> Exercises to complete
[1] Condense the paragraph of the post on the predictive brain that opens with "The architecture is lopsided" into a short bulleted list that keeps its main facts.
[2] Reproduce the passage of the post on the predictive brain that begins at the words "Linguistic anthropology has" and stops after "Everything does this.", renaming "fieldwork" as "field research".

Dave Chappelle told the AP recently:
One of the worst things that can happen to a comedian is becoming successful before they get good. Because you miss the part where you get to explore and make mistakes.
A new paper in Nature Reviews Neuroscience by Lisa Feldman Barrett and Earl K. Miller explains why. Before you process sensory input, your brain has already constructed a category based on prior experience, current needs, and a predicted action plan. Incoming signals get compressed into that prediction. The brain doesn’t receive evidence and then decide. It decides and then receives evidence.
The architecture is lopsided. As much as 90% of synapses in the visual cortex carry feedback signals from memory, not feedforward signals from the senses. Beta frequency waves carrying goals and plans constrain gamma waves carrying sensory specifics. The system is built to confirm, not to discover.
Barrett puts it plainly:
The stimulus, cognition, response model of the brain is wrong. The brain prepares for a response and then perceives a stimulus. A brain is not reactive. It’s predictive. Action planning comes first. Perception comes second, as a function of the action plan.
None of this is new.
Linguistic anthropology has been saying it for a century. Sapir and Whorf argued that language categories shape perception before evidence arrives. Boas documented how culturally constructed categories determine what counts as data. The entire tradition of cultural relativism rests on the observation that humans don’t perceive first and categorize second. Our 419 scam research showed the same mechanism at the social level: the mark’s categorical predictions, trust, greed, opportunity, suppress disconfirming signals in the data until the money is gone.
What Barrett and Miller add is synapses and beta waves. They’ve given neuroscience a mechanism for something fieldwork established generations ago.
Everything does this.

Records contained in a dataset

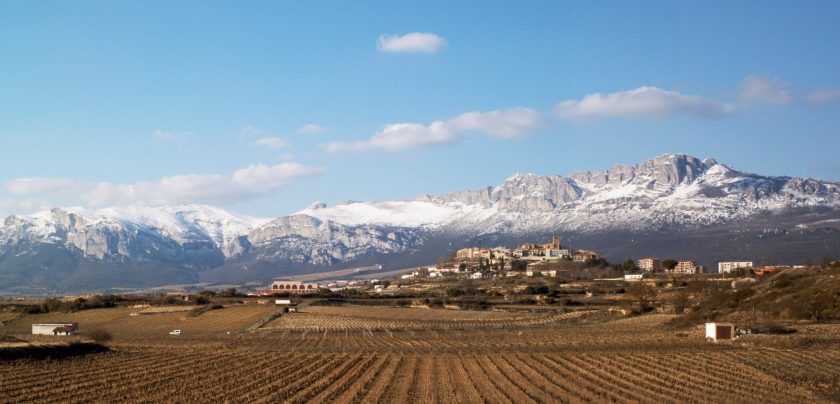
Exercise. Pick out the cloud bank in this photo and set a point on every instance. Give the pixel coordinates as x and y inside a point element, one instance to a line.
<point>761,89</point>
<point>422,42</point>
<point>506,123</point>
<point>642,102</point>
<point>272,142</point>
<point>246,183</point>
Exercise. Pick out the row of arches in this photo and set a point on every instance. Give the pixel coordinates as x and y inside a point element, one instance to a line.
<point>291,287</point>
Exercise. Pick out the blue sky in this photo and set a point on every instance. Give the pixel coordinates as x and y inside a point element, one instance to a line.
<point>106,103</point>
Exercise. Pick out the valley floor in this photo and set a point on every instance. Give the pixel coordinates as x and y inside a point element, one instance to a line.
<point>376,354</point>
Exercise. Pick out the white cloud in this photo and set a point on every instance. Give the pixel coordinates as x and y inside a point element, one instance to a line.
<point>250,182</point>
<point>165,136</point>
<point>760,89</point>
<point>272,142</point>
<point>506,123</point>
<point>823,96</point>
<point>400,136</point>
<point>311,128</point>
<point>414,42</point>
<point>642,102</point>
<point>248,131</point>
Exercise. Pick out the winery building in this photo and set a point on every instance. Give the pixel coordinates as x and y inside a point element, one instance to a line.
<point>292,287</point>
<point>55,329</point>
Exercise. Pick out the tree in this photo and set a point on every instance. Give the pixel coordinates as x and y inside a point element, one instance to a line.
<point>629,266</point>
<point>100,336</point>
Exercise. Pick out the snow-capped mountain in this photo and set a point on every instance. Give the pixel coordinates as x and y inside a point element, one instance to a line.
<point>669,191</point>
<point>673,204</point>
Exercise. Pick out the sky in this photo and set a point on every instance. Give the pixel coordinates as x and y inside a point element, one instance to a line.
<point>265,107</point>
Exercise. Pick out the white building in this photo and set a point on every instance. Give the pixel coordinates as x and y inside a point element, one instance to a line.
<point>720,331</point>
<point>727,267</point>
<point>55,329</point>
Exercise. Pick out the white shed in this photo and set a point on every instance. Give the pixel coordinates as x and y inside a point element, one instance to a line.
<point>55,329</point>
<point>720,331</point>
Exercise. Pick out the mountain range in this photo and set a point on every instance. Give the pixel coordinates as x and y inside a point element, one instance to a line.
<point>674,205</point>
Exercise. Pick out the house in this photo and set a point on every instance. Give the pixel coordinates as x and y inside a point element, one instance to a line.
<point>729,266</point>
<point>585,255</point>
<point>650,264</point>
<point>55,329</point>
<point>687,268</point>
<point>533,272</point>
<point>720,331</point>
<point>769,269</point>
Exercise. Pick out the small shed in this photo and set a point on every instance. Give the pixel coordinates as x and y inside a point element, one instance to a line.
<point>720,331</point>
<point>55,329</point>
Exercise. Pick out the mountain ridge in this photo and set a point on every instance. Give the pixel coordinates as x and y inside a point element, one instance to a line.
<point>670,194</point>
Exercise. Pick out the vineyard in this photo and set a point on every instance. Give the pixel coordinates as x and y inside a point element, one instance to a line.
<point>196,375</point>
<point>385,354</point>
<point>381,318</point>
<point>129,323</point>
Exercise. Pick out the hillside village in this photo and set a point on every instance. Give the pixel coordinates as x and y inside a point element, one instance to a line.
<point>552,259</point>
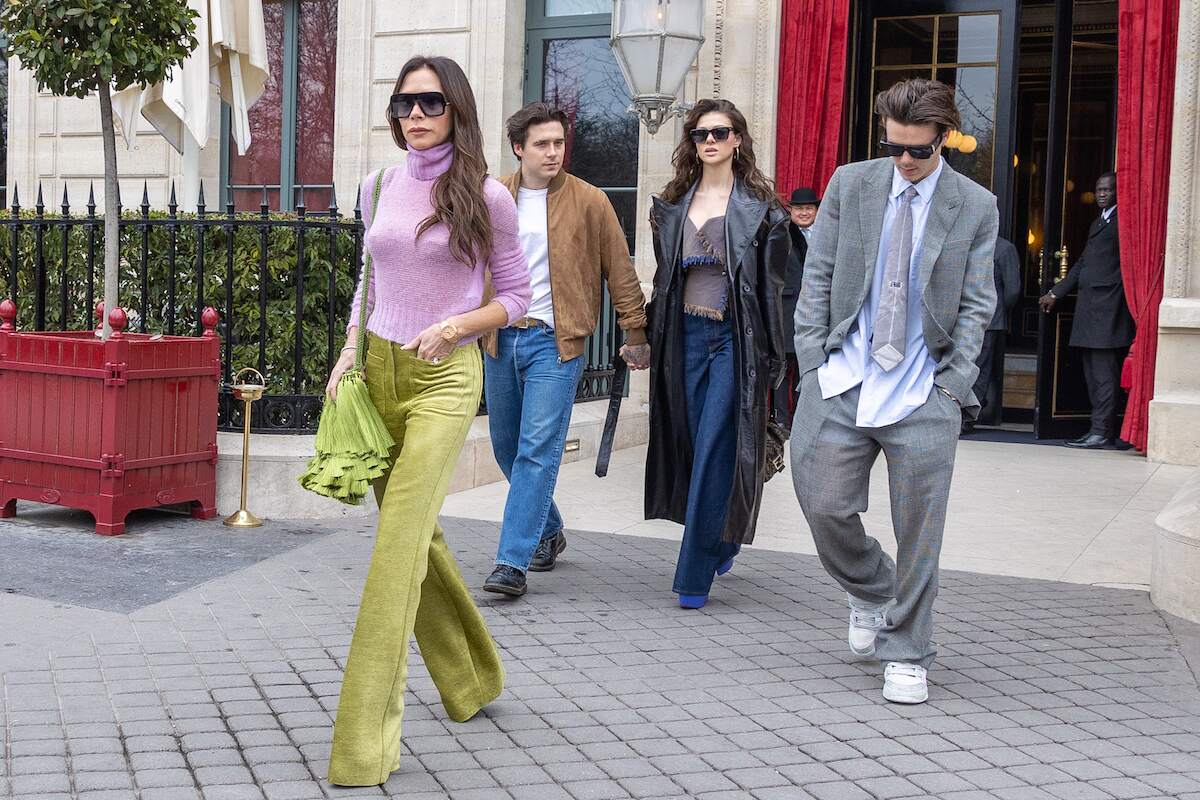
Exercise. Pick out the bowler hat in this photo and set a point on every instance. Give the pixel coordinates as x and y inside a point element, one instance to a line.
<point>805,196</point>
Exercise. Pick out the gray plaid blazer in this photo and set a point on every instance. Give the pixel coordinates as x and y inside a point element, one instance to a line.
<point>955,270</point>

> Results of the tasks
[1]
- The brain's architecture is lopsided.
- Up to 90% of synapses in the visual cortex carry feedback signals from memory, not feedforward signals from the senses.
- Beta waves carrying goals and plans constrain gamma waves carrying sensory specifics.
- The system is built to confirm rather than to discover.

[2]
Linguistic anthropology has been saying it for a century. Sapir and Whorf argued that language categories shape perception before evidence arrives. Boas documented how culturally constructed categories determine what counts as data. The entire tradition of cultural relativism rests on the observation that humans don’t perceive first and categorize second. Our 419 scam research showed the same mechanism at the social level: the mark’s categorical predictions, trust, greed, opportunity, suppress disconfirming signals in the data until the money is gone.
What Barrett and Miller add is synapses and beta waves. They’ve given neuroscience a mechanism for something field research established generations ago.
Everything does this.